►

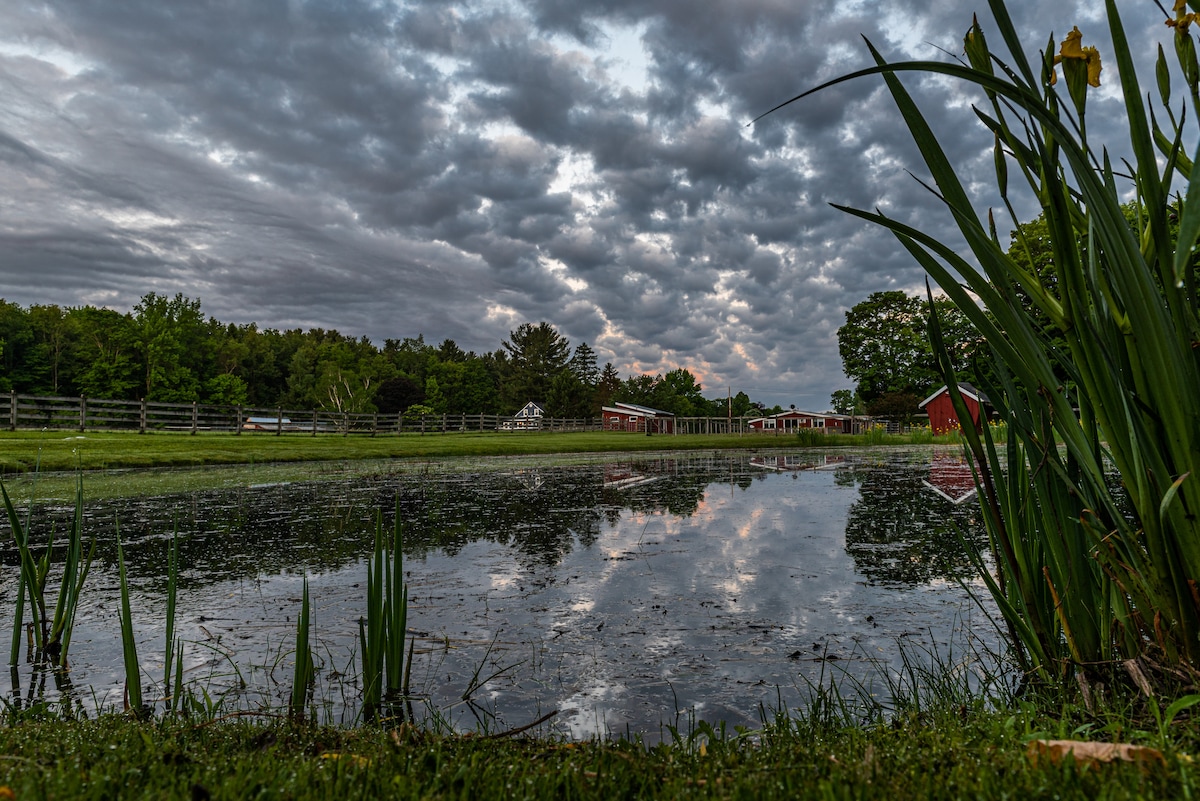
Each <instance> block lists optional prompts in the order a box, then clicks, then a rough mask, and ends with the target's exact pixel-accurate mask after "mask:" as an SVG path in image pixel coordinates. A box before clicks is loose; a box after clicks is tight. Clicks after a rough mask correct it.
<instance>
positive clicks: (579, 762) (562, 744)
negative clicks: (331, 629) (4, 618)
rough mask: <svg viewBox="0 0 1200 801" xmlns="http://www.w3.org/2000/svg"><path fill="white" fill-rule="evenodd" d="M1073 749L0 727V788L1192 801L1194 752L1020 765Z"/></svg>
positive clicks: (726, 738)
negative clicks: (531, 739) (1145, 758)
mask: <svg viewBox="0 0 1200 801" xmlns="http://www.w3.org/2000/svg"><path fill="white" fill-rule="evenodd" d="M1111 728H1112V727H1110V729H1111ZM1093 734H1098V733H1093ZM1106 734H1108V735H1109V736H1118V737H1120V736H1127V737H1133V739H1135V740H1136V739H1138V737H1141V739H1144V740H1150V742H1147V743H1146V745H1152V746H1163V745H1165V743H1162V742H1160V741H1159V739H1158V737H1151V736H1150V735H1148V734H1141V735H1139V734H1138V733H1130V731H1120V730H1116V731H1114V730H1109V731H1106ZM1073 735H1074V736H1078V735H1079V730H1078V724H1076V728H1074V729H1072V727H1070V724H1066V723H1062V722H1057V721H1050V719H1048V718H1042V717H1038V716H1037V715H1034V713H1032V712H1028V711H1024V712H1018V713H1006V712H1001V713H997V712H983V711H966V710H964V709H952V710H947V711H944V712H942V713H929V712H925V713H922V715H916V713H912V715H907V716H901V717H900V718H899V719H898V721H896V722H893V723H889V724H880V725H870V727H848V725H838V724H834V723H829V722H824V723H820V722H816V721H809V719H803V718H802V719H798V721H793V722H791V723H790V724H785V725H778V724H776V725H770V727H768V728H767V729H764V730H763V731H761V733H757V734H754V735H737V734H734V733H732V731H731V733H727V734H726V735H722V734H721V733H720V731H714V730H712V729H708V728H707V727H700V730H698V731H697V733H695V734H692V735H691V736H686V737H684V736H679V737H676V739H674V741H673V742H672V743H668V745H660V746H655V747H650V748H647V747H643V746H641V745H637V743H631V742H624V741H617V742H596V741H594V742H582V743H572V742H562V741H551V740H545V739H540V740H526V739H521V737H508V739H486V737H481V736H434V735H428V734H419V733H415V731H413V730H406V729H402V730H401V731H397V733H395V734H394V733H391V731H386V730H383V729H379V728H376V727H362V728H356V729H334V728H307V727H300V725H292V724H283V723H280V724H266V725H259V724H254V723H250V722H245V721H226V722H217V723H211V724H191V723H181V722H164V723H160V724H139V723H134V722H132V721H130V719H127V718H124V717H119V716H108V717H102V718H100V719H97V721H84V722H59V723H46V722H20V723H16V724H11V725H6V727H0V752H2V753H4V754H5V757H4V758H2V760H0V784H2V785H5V787H7V788H11V790H12V791H13V793H14V794H16V797H17V799H22V800H25V799H48V797H60V799H61V797H71V799H110V797H122V799H209V797H212V799H241V797H256V799H374V797H390V799H427V797H462V799H473V797H508V799H548V797H574V799H592V797H596V799H601V797H602V799H610V797H648V799H654V797H661V799H674V797H746V799H751V797H752V799H798V797H799V799H809V797H812V799H961V797H974V799H1002V797H1009V799H1014V797H1015V799H1034V797H1055V799H1178V797H1190V796H1192V793H1193V777H1192V776H1193V766H1192V764H1190V761H1189V760H1188V759H1187V757H1183V755H1182V753H1183V748H1186V747H1190V746H1193V745H1194V742H1176V743H1172V745H1168V746H1166V747H1164V748H1163V751H1162V754H1163V757H1162V758H1160V759H1159V758H1154V759H1152V760H1147V761H1142V763H1115V764H1102V765H1092V766H1090V767H1088V766H1079V765H1076V764H1074V763H1073V761H1070V760H1066V761H1063V763H1061V764H1055V763H1054V761H1051V760H1049V759H1046V758H1045V757H1042V758H1038V759H1033V758H1031V757H1030V743H1031V742H1032V741H1033V740H1036V739H1039V737H1044V739H1064V737H1069V736H1073ZM1193 736H1194V733H1193ZM0 797H13V796H4V795H2V791H0Z"/></svg>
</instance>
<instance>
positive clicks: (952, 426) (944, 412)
mask: <svg viewBox="0 0 1200 801" xmlns="http://www.w3.org/2000/svg"><path fill="white" fill-rule="evenodd" d="M959 392H961V393H962V401H964V402H966V404H967V410H970V411H971V422H972V423H974V427H976V430H979V427H980V426H982V424H983V421H984V420H985V418H986V414H988V411H986V408H988V405H990V402H989V401H988V396H986V395H984V393H983V392H980V391H979V390H977V389H976V387H973V386H972V385H970V384H967V383H966V381H959ZM920 408H922V409H924V410H925V414H928V415H929V427H930V428H931V429H932V430H934V433H935V434H946V433H947V432H952V430H958V429H959V428H960V426H959V416H958V415H956V414H955V412H954V402H953V401H950V390H949V387H948V386H942V387H941V389H938V390H937V392H935V393H934V395H931V396H929V397H928V398H925V399H924V401H922V402H920Z"/></svg>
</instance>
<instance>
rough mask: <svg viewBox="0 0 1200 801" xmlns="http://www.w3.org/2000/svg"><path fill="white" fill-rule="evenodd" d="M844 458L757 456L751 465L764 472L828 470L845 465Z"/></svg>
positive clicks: (804, 456)
mask: <svg viewBox="0 0 1200 801" xmlns="http://www.w3.org/2000/svg"><path fill="white" fill-rule="evenodd" d="M845 462H846V457H844V456H826V454H812V453H805V454H798V456H756V457H754V458H752V459H750V464H751V465H754V466H756V468H763V469H764V470H828V469H832V468H838V466H841V465H842V464H845Z"/></svg>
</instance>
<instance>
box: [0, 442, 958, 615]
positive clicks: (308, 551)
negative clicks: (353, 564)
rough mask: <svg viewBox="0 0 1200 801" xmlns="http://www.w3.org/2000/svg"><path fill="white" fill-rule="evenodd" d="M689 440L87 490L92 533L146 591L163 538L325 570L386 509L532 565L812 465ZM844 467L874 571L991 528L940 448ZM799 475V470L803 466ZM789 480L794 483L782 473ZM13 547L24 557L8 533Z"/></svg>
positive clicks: (411, 556) (234, 560)
mask: <svg viewBox="0 0 1200 801" xmlns="http://www.w3.org/2000/svg"><path fill="white" fill-rule="evenodd" d="M769 464H770V465H773V466H772V468H769V469H764V466H763V459H762V458H748V457H727V456H710V457H701V456H694V454H680V456H672V457H661V458H635V459H630V460H622V462H611V463H605V464H588V465H571V466H522V468H516V469H510V470H485V471H470V472H452V471H445V470H439V471H430V472H413V471H407V472H395V474H379V475H372V476H366V477H364V476H359V477H354V478H338V480H329V481H305V482H295V483H280V484H270V486H259V487H241V488H236V489H216V490H197V492H190V493H182V494H173V495H158V496H152V498H139V499H124V500H115V501H106V502H95V504H89V505H88V506H86V508H85V510H84V512H85V531H86V535H88V536H89V537H90V536H91V535H95V536H96V537H97V540H98V543H100V546H98V549H97V556H96V559H97V565H96V566H95V568H96V570H98V571H100V572H102V573H112V572H115V566H114V564H115V537H116V531H118V529H119V531H120V536H121V540H122V542H124V543H125V550H126V560H127V562H128V571H130V574H131V578H132V579H136V582H137V584H138V585H139V586H140V588H143V589H144V590H146V591H151V592H154V591H156V590H157V589H161V588H163V586H164V585H166V572H167V567H166V566H167V548H168V543H169V541H170V537H172V534H173V532H175V531H178V535H179V543H180V565H181V571H182V572H181V585H184V586H188V585H191V586H203V585H205V584H210V583H215V582H221V580H230V579H239V578H253V577H256V576H260V574H265V573H277V572H293V573H299V572H310V573H317V572H324V571H331V570H336V568H340V567H344V566H347V565H349V564H353V562H356V561H359V560H361V559H364V558H365V556H366V554H367V553H370V550H371V546H372V541H373V537H374V532H376V526H377V520H379V522H382V525H383V528H384V531H385V532H386V534H390V531H391V526H392V522H394V519H395V516H396V514H397V513H398V514H400V519H401V523H402V529H403V532H404V553H406V556H407V558H409V559H419V558H420V556H422V555H424V554H426V553H428V552H431V550H440V552H443V553H446V554H449V555H454V554H457V553H458V552H461V550H462V549H463V548H466V547H467V546H469V544H470V543H474V542H480V541H485V542H493V543H498V544H503V546H505V547H508V548H511V550H512V553H514V554H515V559H516V561H517V564H518V565H520V567H521V568H522V570H526V571H545V570H547V568H553V567H554V566H556V565H558V564H559V562H560V561H562V560H563V558H564V556H565V555H566V554H569V553H570V552H571V550H572V549H576V548H587V547H589V546H590V544H592V543H594V542H595V541H596V538H598V537H600V536H601V532H602V531H604V529H605V526H613V525H616V524H617V523H618V522H619V520H620V518H622V516H623V514H624V513H626V512H636V513H667V514H671V516H676V517H684V518H686V517H689V516H691V514H694V513H695V512H696V510H697V508H698V506H700V504H701V501H702V500H703V499H704V496H706V493H707V492H708V490H709V488H710V487H713V486H714V484H722V486H724V487H725V488H726V489H725V492H730V489H731V488H733V489H742V490H744V489H748V488H750V487H751V484H752V483H754V482H755V481H761V480H763V478H766V477H767V476H778V475H779V472H780V470H796V468H797V466H800V468H803V469H811V468H812V466H814V463H812V462H811V457H804V460H797V462H794V463H793V462H792V460H791V459H788V460H787V463H786V465H785V462H784V459H782V458H780V459H779V462H778V464H779V465H785V466H775V465H776V462H775V458H774V457H772V458H770V460H769ZM820 465H821V466H824V468H833V469H834V470H835V472H834V475H835V481H836V482H838V483H842V484H857V486H858V487H859V490H860V496H859V499H858V500H857V501H854V504H853V506H852V507H851V511H850V518H848V520H847V525H846V549H847V552H848V553H850V555H851V556H852V558H853V559H854V561H856V566H857V570H858V571H859V572H860V573H863V574H864V576H865V577H866V578H869V579H870V580H877V582H902V583H918V582H928V580H930V579H934V578H938V577H944V578H952V577H956V576H961V574H965V573H966V572H967V571H968V570H970V565H968V562H967V560H966V558H965V555H964V553H962V548H961V546H960V543H959V541H958V536H956V535H955V532H954V530H953V529H952V528H949V526H948V525H947V524H948V523H952V522H953V523H955V524H958V525H959V528H960V529H962V530H964V531H967V532H968V536H972V537H976V536H979V534H978V529H977V528H976V523H974V520H973V517H974V505H973V502H967V504H964V505H961V506H954V505H953V504H950V502H949V501H946V500H943V499H941V498H940V496H938V495H936V494H935V493H932V492H931V490H930V489H929V488H928V487H925V486H924V484H923V481H924V480H925V478H928V476H929V454H928V452H924V453H920V454H916V456H902V454H901V456H900V457H895V456H892V457H888V458H887V459H886V460H878V459H864V458H860V457H847V456H838V457H829V460H828V462H826V460H821V462H820ZM797 475H799V474H797ZM775 486H779V487H781V488H782V489H781V492H787V487H791V486H793V484H792V482H786V483H782V482H781V483H778V484H775ZM70 519H71V510H70V508H66V507H62V506H54V507H43V508H35V510H34V513H32V529H34V537H35V541H37V542H44V541H46V537H47V536H48V535H49V534H50V532H52V531H53V532H54V536H55V537H56V538H61V536H62V532H64V531H65V530H66V526H67V525H68V523H70ZM0 553H2V559H4V561H5V562H6V564H10V565H16V564H17V558H16V553H14V550H13V549H12V546H11V540H10V541H8V542H6V543H4V546H2V552H0Z"/></svg>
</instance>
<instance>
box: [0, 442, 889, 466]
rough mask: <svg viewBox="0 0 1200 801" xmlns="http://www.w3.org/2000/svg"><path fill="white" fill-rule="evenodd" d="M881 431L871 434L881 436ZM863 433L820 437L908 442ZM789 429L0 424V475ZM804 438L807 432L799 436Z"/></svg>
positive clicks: (484, 451) (249, 463)
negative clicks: (333, 428)
mask: <svg viewBox="0 0 1200 801" xmlns="http://www.w3.org/2000/svg"><path fill="white" fill-rule="evenodd" d="M880 439H881V438H877V436H876V438H874V440H880ZM882 439H883V440H886V441H870V442H869V441H868V439H866V438H865V436H850V435H840V434H830V435H826V436H822V438H821V439H820V444H821V445H826V446H845V445H866V444H872V445H881V444H898V445H900V444H907V442H910V441H911V440H910V439H907V438H901V436H888V438H882ZM800 445H802V444H800V440H799V438H798V436H797V435H794V434H679V435H672V434H655V435H652V436H647V435H646V434H628V433H624V432H581V433H548V432H484V433H475V432H466V433H452V434H440V433H439V434H391V435H379V436H366V435H361V434H353V435H349V436H338V435H331V434H322V435H318V436H312V435H306V434H282V435H280V436H276V435H274V434H268V433H246V434H241V435H234V434H211V433H202V434H196V435H190V434H184V433H178V434H176V433H154V434H133V433H130V434H126V433H86V434H76V433H72V432H2V433H0V475H11V474H22V472H31V471H34V470H35V469H40V470H46V471H53V470H74V469H77V468H82V469H83V470H102V469H115V468H151V466H199V465H206V464H262V463H278V462H330V460H342V459H406V458H408V459H418V458H425V459H433V458H455V457H472V456H521V454H533V453H614V452H644V451H703V450H727V448H774V447H799V446H800ZM805 445H806V446H811V445H812V442H811V440H809V441H806V442H805Z"/></svg>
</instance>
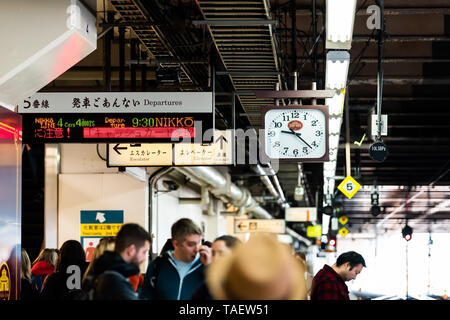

◄

Give again, word for word, the lines starting at the beginning of the listing and ending with the line that contains "positive clicks: (726, 738)", including both ends. Leave the pictures out.

§ Output below:
Each <instance> block lists optional prompts in the order a box, then clicks, then a rough mask, and ends with the target's exact pixel-accurate mask after "mask:" as an SVG path in image pixel coordinates. A box before clicks is loose; a box after clicks is tight. Clicks after a rough mask correct it.
<instance>
positive clicks: (579, 762) (562, 744)
negative clicks: (331, 629) (4, 618)
rough mask: <svg viewBox="0 0 1200 801" xmlns="http://www.w3.org/2000/svg"><path fill="white" fill-rule="evenodd" d="M1073 749L0 727V788L1192 801L1194 752L1020 765Z"/></svg>
positive clicks: (726, 738)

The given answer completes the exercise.